■ REQUIREMENT ■
The entries that follow should be written out exactly.

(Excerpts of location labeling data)
━━━━━━━━━━━━━━━━━━━━━━━━━━━━━━

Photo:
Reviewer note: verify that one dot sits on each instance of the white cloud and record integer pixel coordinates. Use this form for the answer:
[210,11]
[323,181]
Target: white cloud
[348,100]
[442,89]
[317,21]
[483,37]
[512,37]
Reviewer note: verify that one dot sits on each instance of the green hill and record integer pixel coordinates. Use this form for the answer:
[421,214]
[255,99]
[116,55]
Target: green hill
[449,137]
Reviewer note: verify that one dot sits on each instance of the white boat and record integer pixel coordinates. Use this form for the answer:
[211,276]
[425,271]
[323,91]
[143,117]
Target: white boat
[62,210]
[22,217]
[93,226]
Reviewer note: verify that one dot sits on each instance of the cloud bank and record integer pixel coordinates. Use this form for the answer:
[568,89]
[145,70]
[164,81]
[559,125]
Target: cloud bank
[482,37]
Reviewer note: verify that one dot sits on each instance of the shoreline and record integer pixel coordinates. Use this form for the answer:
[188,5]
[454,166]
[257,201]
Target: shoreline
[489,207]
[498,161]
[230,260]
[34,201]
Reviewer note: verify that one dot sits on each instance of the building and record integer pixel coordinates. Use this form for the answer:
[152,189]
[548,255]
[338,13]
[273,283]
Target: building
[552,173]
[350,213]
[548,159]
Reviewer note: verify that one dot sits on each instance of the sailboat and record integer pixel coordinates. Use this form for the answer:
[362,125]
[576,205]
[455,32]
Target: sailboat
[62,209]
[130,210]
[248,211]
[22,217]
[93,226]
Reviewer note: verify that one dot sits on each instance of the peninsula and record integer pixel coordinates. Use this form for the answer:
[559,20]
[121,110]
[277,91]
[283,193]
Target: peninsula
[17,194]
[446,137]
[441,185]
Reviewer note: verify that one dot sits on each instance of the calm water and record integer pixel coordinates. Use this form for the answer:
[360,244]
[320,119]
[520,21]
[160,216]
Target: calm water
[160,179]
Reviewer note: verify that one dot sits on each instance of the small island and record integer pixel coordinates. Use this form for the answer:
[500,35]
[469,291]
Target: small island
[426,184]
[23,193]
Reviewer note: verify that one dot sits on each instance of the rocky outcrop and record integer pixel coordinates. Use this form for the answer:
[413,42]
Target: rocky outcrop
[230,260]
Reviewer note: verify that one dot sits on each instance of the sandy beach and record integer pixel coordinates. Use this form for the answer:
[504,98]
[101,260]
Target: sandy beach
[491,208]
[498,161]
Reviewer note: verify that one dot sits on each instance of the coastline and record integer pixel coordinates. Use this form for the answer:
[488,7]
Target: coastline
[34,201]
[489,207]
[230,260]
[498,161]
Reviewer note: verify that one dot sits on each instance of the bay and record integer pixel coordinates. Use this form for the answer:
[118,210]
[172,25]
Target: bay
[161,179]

━━━━━━━━━━━━━━━━━━━━━━━━━━━━━━

■ OUTPUT OF THE TASK ■
Photo:
Reviewer note: verify that one dot sits on each instance of the white cloud and record integer pixel coordinates. Use this form for the answer:
[210,11]
[323,181]
Target: white cloud
[348,100]
[442,89]
[317,21]
[483,37]
[512,37]
Reviewer note: verify that one dot sits on each instance of the green hill and record integer pixel coordinates. Use this form for the answer:
[421,214]
[255,99]
[116,55]
Target: green hill
[449,137]
Reviewer note: verify that one dot sits on each instance of the white boat and record integer pixel coordinates. Use this form for the answer:
[211,276]
[425,271]
[323,91]
[143,117]
Target: white boat
[62,210]
[22,217]
[93,226]
Reviewer note: verify that one dot sits on each instance of the cloud bank and record integer pixel coordinates. Use this form for the answer:
[568,89]
[145,70]
[164,81]
[559,125]
Target: cloud bank
[482,37]
Reviewer note: verify that one dot sits on each instance of the shoreline and record integer pixel coordinates. Use this form for the answer:
[188,5]
[454,166]
[257,201]
Target: shoreline
[489,207]
[498,161]
[230,260]
[34,201]
Reviewer note: verify that one dot sits on each instance of the building and record integer pixel coordinates. Use this form for the answer:
[152,189]
[548,255]
[338,13]
[273,283]
Target: building
[552,173]
[350,213]
[548,159]
Reviewer note: verify that one dot sits on each instance of the sailboat and record integer pixel coordinates. Use this form for the answer:
[362,125]
[576,205]
[455,32]
Target: sailboat
[62,209]
[130,210]
[248,211]
[22,217]
[93,226]
Reviewer note: verify that one dot sits on each instance of the peninsula and record integer pixel coordinates. Use this form for the answer:
[559,20]
[121,110]
[277,91]
[283,193]
Target: peninsula
[17,194]
[446,137]
[441,185]
Reviewer note: verify that one dot sits on each instance of the calm water and record integer pixel coordinates. Use this form for the answer:
[360,244]
[320,119]
[520,21]
[160,216]
Target: calm water
[160,179]
Reviewer note: verify that one dot sits on each instance of the small island and record integer pixel coordinates. Use this form for the answer:
[500,35]
[469,291]
Target: small island
[426,184]
[23,193]
Reviewer note: verify that one dot sits on each instance of the rocky outcrop and record integer pixel coordinates. Use this form for the answer:
[413,42]
Target: rocky outcrop
[230,260]
Reviewer note: verify that one dot sits on each instance of the sandy beach and record integer pixel coordinates. Use this form for the answer:
[504,98]
[101,260]
Target: sandy beach
[491,208]
[498,161]
Reviewer note: verify that one dot sits on each instance of the coastline and record integer pixel coordinates. Use this form for the answer:
[488,7]
Target: coastline
[34,201]
[489,207]
[230,260]
[498,161]
Reviewer note: verify that one dot sits on each instance of the bay and record integer pixel coordinates. Use this form for the answer:
[118,210]
[172,25]
Target: bay
[161,179]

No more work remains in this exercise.